_TEXT PASSAGE_.
================
In a March 2011 interview, Keillor announced that he would be retiring from A Prairie Home Companion in 2013;[31] but in a December 2011 interview with the Sioux City Journal, Keillor said: "The show is going well. I love doing it. Why quit?"[32] During an interview on July 20, 2015, Keillor announced his intent to retire from the show after the 2015–2016 season, saying, "I have a lot of other things that I want to do. I mean, nobody retires anymore. Writers never retire. But this is my last season. This tour this summer is the farewell tour."[33]

Keillor's final episode of the show was recorded live for an audience of 18,000 fans at the Hollywood Bowl in California on July 1, 2016, [34] and broadcast the next day, ending 42 seasons of the show.[35] After the performance, President Obama phoned Keillor to congratulate him.[36] The show continued on October 15, 2016 with Chris Thile as its host.


At age thirteen, Keillor adopted the pen name "Garrison" to distinguish his personal life from his professional writing.[37] He commonly uses "Garrison" in public and in other media.

Keillor has been called "[o]ne of the most perceptive and witty commentators about Midwestern life" by Randall Balmer in Encyclopedia of Evangelicalism.[38] He has written numerous magazine and newspaper articles and more than a dozen books for adults as well as children. In addition to writing for The New Yorker, he has written for The Atlantic Monthly and National Geographic.[39] He has also written for and authored an advice column there under the name "Mr. Blue." Following a heart operation, he resigned on September 4, 2001, his last column being titled "Every dog has his day":[40]

Keillor in 2016
Illness offers the chance to think long thoughts about the future (praying that we yet have one, dear God), and so I have, and so this is the last column of Mr. Blue, under my authorship, for Salon. Over the years, Mr. Blue's strongest advice has come down on the side of freedom in our personal lives, freedom from crushing obligation and overwork and family expectations and the freedom to walk our own walk and be who we are. And some of the best letters have been addressed to younger readers trapped in jobs like steel suits, advising them to bust loose and go off and have an adventure. Some of the advisees have written back to inform Mr. Blue that the advice was taken and that the adventure changed their lives. This was gratifying. So now I am simply taking my own advice. Cut back on obligations: Promote a certain elegant looseness in life. Simple as that. Winter and spring, I almost capsized from work, and in the summer I had a week in St. Mary's Hospital to sit and think, and that's the result. Every dog has his day and I've had mine and given whatever advice was mine to give (and a little more). It was exhilarating to get the chance to be useful, which is always an issue for a writer (What good does fiction do?), and Mr. Blue was a way to be useful. Nothing human is beneath a writer's attention; the basic questions about how to attract a lover and what to do with one once you get one and how to deal with disappointment in marriage are the stuff that fiction is made from, so why not try to speak directly? And so I did. And now it's time to move on.
================
_INFORMATION SUPPLIED_.
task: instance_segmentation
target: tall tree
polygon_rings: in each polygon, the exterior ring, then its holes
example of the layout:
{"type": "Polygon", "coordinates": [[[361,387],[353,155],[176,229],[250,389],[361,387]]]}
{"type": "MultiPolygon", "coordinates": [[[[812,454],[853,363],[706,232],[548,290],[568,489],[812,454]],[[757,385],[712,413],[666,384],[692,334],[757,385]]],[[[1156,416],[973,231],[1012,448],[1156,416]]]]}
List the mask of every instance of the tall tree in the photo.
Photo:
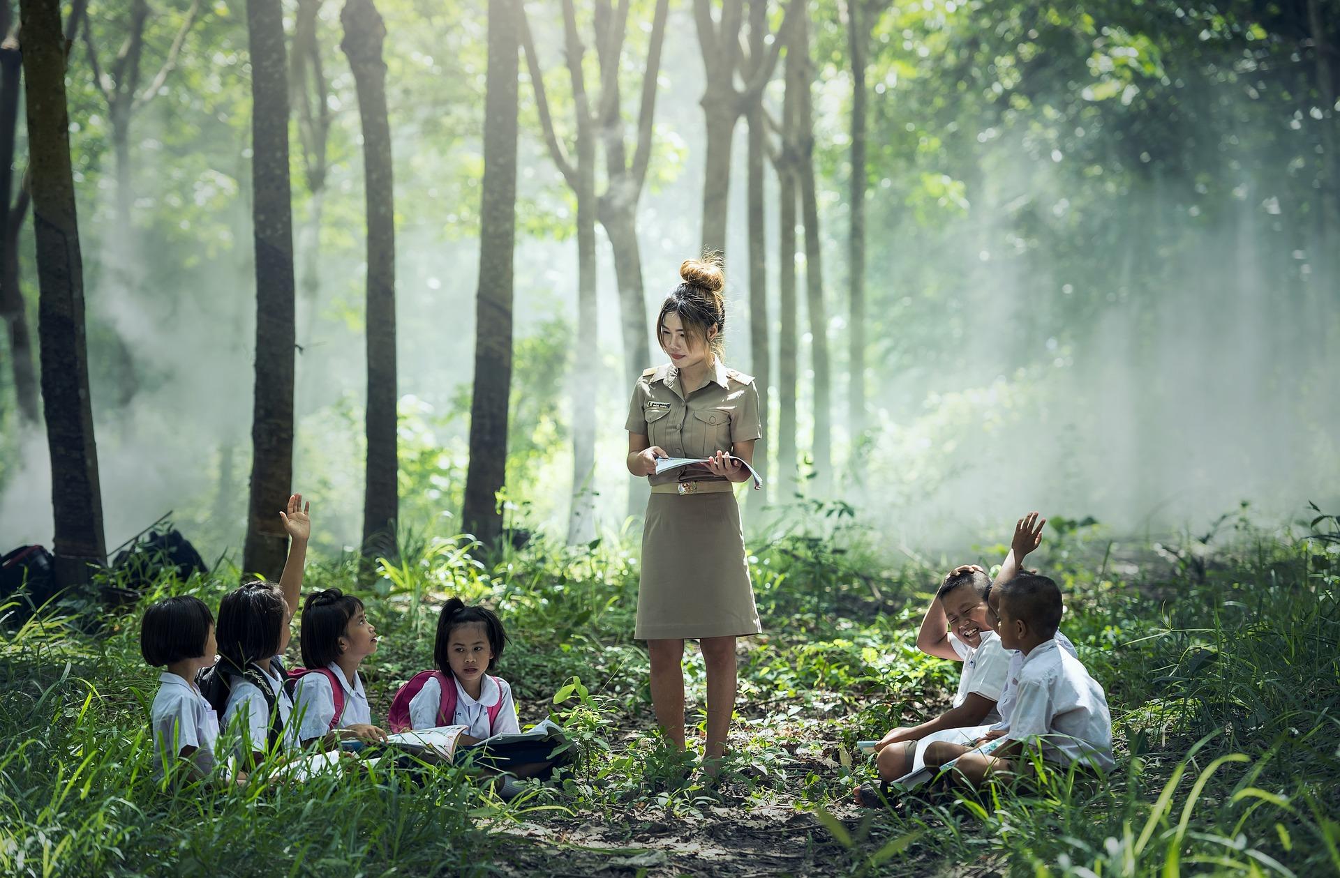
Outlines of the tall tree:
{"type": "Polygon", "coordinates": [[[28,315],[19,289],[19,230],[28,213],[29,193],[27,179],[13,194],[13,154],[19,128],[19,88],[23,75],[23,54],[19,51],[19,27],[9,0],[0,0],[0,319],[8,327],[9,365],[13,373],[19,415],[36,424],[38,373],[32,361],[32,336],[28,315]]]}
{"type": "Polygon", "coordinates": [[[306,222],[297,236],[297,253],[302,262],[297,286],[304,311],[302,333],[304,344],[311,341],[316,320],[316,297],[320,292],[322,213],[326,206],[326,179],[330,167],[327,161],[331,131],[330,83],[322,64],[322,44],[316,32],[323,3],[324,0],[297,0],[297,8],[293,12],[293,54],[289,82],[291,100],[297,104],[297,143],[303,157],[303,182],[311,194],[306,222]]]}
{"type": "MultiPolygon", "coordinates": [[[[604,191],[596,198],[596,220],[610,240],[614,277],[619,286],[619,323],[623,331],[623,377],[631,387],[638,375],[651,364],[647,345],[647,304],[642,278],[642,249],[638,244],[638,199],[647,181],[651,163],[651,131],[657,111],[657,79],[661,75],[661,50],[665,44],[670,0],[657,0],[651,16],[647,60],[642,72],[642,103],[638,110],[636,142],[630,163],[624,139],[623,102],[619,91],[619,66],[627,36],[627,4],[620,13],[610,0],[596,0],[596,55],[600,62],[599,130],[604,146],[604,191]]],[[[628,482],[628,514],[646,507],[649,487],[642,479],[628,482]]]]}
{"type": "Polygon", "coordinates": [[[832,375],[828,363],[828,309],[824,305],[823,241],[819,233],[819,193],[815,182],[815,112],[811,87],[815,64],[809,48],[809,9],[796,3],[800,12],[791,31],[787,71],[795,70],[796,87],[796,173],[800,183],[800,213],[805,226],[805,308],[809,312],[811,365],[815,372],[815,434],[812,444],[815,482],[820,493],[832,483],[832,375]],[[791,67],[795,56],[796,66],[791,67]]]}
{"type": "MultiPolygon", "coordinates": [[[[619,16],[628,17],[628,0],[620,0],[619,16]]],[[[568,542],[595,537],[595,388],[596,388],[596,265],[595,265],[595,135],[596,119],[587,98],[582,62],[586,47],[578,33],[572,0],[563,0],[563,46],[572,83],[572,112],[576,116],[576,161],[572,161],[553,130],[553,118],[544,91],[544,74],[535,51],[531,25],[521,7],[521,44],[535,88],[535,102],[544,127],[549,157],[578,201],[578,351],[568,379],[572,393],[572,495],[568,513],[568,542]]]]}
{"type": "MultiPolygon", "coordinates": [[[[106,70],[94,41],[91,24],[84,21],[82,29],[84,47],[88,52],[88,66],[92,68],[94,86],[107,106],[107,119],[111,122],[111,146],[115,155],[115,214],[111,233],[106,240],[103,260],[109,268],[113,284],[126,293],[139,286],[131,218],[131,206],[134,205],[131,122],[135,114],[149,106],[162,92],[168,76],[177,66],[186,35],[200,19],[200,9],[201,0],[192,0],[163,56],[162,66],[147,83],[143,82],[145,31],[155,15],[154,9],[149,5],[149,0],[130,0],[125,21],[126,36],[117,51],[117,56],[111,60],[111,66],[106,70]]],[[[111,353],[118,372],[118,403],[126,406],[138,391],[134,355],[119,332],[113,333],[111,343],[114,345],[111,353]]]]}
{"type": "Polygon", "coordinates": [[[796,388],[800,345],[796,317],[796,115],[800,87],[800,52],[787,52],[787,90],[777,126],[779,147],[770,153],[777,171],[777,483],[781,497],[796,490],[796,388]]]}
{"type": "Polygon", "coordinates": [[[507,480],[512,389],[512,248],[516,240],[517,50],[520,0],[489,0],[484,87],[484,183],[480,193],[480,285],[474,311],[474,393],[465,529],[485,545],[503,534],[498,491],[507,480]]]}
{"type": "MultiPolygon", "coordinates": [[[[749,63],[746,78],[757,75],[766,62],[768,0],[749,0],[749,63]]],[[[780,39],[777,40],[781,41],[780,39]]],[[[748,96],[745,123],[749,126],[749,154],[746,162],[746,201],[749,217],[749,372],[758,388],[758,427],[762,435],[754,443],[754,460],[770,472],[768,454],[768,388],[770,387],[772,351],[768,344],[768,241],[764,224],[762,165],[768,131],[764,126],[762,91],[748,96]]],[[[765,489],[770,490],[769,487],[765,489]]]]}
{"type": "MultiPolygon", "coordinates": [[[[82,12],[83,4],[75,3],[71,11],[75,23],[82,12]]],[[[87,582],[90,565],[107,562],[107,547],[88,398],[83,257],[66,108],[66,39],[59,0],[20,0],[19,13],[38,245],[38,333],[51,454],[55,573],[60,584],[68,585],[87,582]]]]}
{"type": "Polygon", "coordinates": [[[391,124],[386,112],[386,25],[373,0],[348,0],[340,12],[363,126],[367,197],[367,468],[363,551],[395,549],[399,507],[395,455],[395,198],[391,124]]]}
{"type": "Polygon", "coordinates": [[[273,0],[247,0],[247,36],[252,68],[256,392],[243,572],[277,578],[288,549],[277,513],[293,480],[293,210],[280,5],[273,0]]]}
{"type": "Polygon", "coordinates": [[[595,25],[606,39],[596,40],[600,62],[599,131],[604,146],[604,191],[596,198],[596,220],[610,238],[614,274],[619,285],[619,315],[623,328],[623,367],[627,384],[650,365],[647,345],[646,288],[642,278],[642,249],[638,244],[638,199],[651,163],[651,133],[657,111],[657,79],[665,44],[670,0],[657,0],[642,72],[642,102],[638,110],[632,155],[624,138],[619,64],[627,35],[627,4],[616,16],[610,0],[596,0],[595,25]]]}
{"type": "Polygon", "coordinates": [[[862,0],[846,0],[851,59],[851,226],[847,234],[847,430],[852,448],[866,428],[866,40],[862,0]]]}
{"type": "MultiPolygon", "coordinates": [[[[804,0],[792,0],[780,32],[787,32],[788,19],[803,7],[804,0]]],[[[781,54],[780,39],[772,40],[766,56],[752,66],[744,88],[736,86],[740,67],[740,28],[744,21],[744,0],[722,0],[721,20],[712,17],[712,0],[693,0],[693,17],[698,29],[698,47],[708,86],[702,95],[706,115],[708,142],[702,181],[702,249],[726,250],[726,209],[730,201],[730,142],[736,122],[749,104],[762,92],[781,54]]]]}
================
_WORK ITEM 1_. Say whether each statement agrees with the Keillor passage, answering yes or no and quoting the deciding words. (a) Keillor's final episode was recorded before 18,000 fans at the Hollywood Bowl. (b) Keillor adopted the pen name "Garrison" at age sixteen. (c) Keillor resigned from the advice column after a heart operation.
_WORK ITEM 2_. Write out the Keillor passage word for word, starting at "Keillor's final episode" and stopping after "as its host.".
The records come from a separate source unrelated to the Keillor passage.

_ANSWER 1_.
(a) Yes: "recorded live for an audience of 18,000 fans at the Hollywood Bowl in California on July 1, 2016"
(b) No: "At age thirteen, Keillor adopted the pen name "Garrison""
(c) Yes: "Following a heart operation, he resigned on September 4, 2001"

_ANSWER 2_.
Keillor's final episode of the show was recorded live for an audience of 18,000 fans at the Hollywood Bowl in California on July 1, 2016, [34] and broadcast the next day, ending 42 seasons of the show.[35] After the performance, President Obama phoned Keillor to congratulate him.[36] The show continued on October 15, 2016 with Chris Thile as its host.